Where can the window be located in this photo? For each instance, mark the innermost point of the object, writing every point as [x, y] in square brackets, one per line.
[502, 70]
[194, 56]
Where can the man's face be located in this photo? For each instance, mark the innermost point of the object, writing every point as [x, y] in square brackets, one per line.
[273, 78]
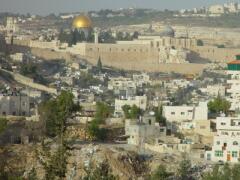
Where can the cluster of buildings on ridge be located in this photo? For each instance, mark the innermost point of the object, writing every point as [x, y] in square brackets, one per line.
[156, 50]
[213, 10]
[190, 119]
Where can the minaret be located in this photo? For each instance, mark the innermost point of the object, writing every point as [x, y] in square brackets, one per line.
[96, 37]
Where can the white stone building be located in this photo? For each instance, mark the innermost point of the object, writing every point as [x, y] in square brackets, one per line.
= = = = = = =
[EXERCISE AIM] Starting with the line that contains "Where can the minaret", write out each line through the end of the listing, exactly as it appears, and include nothing else.

[YOUR RESPONSE]
Where can the minaret be located in this photo? For each instance, mark the innermost point of the object, writing every point as [x, y] in square brackets, one per line.
[96, 37]
Where can the white stone building be located in this photo? For each instance, mark the innermost point of the object, writing every point as [x, y] in square brackets, one per line.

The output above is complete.